▶ Problem to solve: Pull out each line in the listing below that contains the word "swan".

##### Extracted information

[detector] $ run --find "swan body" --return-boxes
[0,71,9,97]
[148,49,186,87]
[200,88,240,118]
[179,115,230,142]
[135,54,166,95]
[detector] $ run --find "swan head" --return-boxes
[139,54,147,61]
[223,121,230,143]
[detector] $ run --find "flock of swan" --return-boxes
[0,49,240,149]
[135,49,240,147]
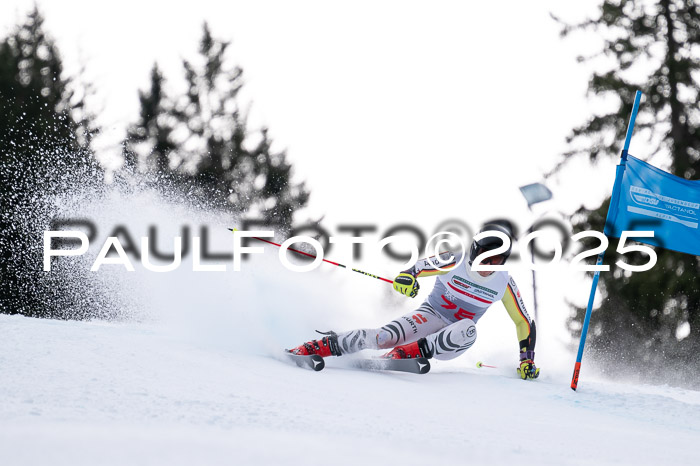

##########

▶ Full output:
[detector] $ run --find "swan body" --return-boxes
[detector] $ run --find "swan head" --return-boxes
[detector] $ run --find "flock of swan" --return-boxes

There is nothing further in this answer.